Görev koşulları:
Analitik farkındalık üzerine metne göre aşağıdaki soruları yanıtlayın ve yanıtları da 1., 2., 3. diye numaralandırın.
1. Salgın dışında da hayatımızda neredeyse çok yerde var olmaya başladığı söylenen söz hangisidir?
2. Analitik farkındalık doğru ve yanlışı neye göre ayırmaz?
3. Analitik farkındalık sahibi olursak irademizi hangi yönde oluştururuz?

Sunulan metin:
======

Salgınla ilgili bir şeyler okumaktan bile sıkıldık neredeyse. Ama salgından yola çıkarak analitik farkındalığı ve doğru-yanlış düşünce ayrımını ortaya koyalım.
“Herkes hayatını yaşıyor bir ben mi evde duracağım”
Bu söz hayatımızda salgın dışında da neredeyse çok yerde var olmaya başladı. “Nasılsa herkes yalan söylüyor, ilişkiler hep böyle ve bu yüzden ben de takılacağım, herkes kolay yoldan para kazanıyor nasılsa” gibi tonlarca söylem ve düşünce bizi olduğumuzdan daha yanlışa meyilli ve daha umarsız yapıyor. Herkesin yaptığı yanlışı önce normalleştirip sonra aynısını yapmayı seçiyoruz.
Analitik farkındalık doğru ve yanlışı sadece sayısal çokluğa göre ayırmaz. Analitik farkındalığımız yüksek ise evrensel mutlak doğruları, kendi doğrularımızı, esnek yanlarımızı biliriz. Kendimize de doğrularımıza da sahip çıkarız. Başkalarının yanlışı sayısal çokluğa erişse bile sürü güdüsüne kapılmaz, analizle eriştiğimiz farkındalığımızı sürdürürüz. İnsanların umarsızca hayatını sürdürmesi (zorunlu çalışan kesim hariç) yüzünden daha çok hastalık, daha çok ölüm ve daha çok kısıtlamayla karşı karşıya kalmaya devam ederiz. “Herkes” diye başlayıp umarsızlık zincirine kapıldığımız anda kendimize ve insanlığa verdiğimiz değer varsa da yok ederiz. (ki o değer zaten yoktur.) Analitik farkındalık sahibi olursak eylem ve seçimlerimizin bizi nasıl bir “herkes gibi” haline sürüklediğini fark ederiz ve herkes gibi olmak değil “herkes bir yana doğruyu yapmak” yönünde irademizi oluştururuz. Bu da matematik işi!

======

Veriler:
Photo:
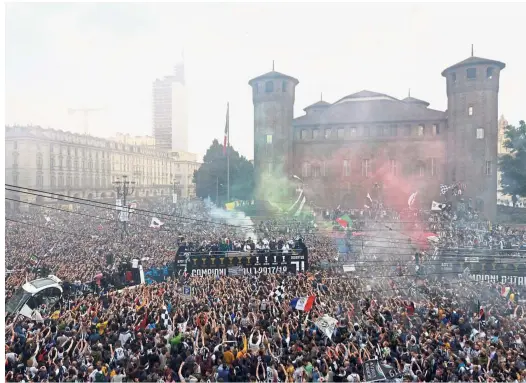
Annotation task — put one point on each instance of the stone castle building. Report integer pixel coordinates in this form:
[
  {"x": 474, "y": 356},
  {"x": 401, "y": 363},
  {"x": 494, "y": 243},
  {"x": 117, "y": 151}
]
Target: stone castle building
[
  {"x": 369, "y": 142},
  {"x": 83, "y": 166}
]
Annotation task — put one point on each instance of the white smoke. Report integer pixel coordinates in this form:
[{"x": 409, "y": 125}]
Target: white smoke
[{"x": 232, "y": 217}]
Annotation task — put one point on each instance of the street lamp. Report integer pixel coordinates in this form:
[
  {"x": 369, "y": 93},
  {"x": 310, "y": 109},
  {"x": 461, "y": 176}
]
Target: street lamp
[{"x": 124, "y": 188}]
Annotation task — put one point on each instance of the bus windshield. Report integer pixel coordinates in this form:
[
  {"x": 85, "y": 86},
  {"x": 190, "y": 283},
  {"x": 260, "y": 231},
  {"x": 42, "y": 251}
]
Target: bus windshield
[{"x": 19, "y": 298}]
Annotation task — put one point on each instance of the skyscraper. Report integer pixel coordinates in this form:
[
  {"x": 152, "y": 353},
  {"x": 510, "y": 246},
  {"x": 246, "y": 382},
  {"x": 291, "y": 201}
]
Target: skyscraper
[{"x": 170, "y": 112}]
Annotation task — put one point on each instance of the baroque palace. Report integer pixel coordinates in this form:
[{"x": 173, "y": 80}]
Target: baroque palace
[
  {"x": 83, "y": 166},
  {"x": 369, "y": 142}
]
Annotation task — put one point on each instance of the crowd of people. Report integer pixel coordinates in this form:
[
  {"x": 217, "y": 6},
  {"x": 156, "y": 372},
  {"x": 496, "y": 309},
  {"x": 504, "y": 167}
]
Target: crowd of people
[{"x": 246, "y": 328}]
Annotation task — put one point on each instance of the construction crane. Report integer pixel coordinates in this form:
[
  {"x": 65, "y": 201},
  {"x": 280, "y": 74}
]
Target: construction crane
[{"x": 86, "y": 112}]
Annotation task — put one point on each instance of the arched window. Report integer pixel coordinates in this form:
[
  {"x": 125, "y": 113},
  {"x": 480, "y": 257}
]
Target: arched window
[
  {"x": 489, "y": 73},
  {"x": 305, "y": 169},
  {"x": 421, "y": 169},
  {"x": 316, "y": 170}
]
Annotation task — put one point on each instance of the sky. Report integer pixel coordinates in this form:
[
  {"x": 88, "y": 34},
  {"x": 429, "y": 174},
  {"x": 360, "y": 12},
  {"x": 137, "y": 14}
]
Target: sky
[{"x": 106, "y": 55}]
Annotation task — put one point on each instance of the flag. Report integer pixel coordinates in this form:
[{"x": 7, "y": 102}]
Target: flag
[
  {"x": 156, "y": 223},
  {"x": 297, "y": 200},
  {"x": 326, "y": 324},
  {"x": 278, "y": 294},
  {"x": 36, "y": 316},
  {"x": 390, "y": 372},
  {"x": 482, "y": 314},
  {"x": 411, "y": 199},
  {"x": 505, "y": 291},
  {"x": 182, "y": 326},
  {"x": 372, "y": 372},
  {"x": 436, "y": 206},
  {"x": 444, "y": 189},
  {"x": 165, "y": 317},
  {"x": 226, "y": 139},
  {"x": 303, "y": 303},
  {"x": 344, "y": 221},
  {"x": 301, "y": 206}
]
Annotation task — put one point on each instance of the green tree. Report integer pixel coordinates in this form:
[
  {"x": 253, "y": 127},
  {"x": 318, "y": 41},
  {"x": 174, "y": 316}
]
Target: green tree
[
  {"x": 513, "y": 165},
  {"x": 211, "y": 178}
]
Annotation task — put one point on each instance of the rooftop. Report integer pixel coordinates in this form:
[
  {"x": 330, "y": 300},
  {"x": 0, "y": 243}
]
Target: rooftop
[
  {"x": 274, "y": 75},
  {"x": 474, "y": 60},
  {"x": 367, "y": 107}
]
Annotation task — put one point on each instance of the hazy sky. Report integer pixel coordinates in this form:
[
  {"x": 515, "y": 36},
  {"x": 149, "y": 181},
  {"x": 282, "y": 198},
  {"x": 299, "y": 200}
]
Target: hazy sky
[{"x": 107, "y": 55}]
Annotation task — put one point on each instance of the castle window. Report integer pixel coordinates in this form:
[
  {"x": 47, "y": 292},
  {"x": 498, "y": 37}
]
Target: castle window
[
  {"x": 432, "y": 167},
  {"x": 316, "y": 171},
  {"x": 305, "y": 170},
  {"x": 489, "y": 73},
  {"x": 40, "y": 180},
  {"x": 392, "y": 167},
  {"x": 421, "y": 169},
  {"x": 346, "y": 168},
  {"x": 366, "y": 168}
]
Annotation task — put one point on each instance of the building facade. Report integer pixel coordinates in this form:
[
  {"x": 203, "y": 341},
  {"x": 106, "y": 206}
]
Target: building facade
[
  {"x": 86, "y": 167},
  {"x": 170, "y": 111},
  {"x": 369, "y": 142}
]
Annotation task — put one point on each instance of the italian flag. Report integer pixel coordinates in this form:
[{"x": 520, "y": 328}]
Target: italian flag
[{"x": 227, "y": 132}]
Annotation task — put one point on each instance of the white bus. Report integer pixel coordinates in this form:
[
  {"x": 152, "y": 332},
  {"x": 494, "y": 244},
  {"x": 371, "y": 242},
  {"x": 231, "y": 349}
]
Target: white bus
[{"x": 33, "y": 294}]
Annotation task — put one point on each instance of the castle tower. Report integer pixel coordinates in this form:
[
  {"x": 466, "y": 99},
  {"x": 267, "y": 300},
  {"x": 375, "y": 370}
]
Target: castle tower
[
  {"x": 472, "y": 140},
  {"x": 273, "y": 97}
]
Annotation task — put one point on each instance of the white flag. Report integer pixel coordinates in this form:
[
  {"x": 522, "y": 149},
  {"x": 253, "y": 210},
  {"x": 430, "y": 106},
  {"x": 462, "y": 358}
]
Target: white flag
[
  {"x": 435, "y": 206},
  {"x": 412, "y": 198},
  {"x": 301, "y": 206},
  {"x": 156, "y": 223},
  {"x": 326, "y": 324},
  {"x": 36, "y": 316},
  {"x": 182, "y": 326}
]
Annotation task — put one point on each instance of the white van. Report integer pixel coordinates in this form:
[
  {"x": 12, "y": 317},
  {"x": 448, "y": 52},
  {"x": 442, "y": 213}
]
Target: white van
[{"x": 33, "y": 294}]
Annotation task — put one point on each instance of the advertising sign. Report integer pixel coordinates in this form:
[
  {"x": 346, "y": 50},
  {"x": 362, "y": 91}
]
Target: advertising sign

======

Yazılı yanıt:
1. "Herkes hayatını yaşıyor bir ben mi evde duracağım"
2. Sadece sayısal çokluğa göre.
3. Herkes gibi olmak yönünde değil, "herkes bir yana doğruyu yapmak" yönünde.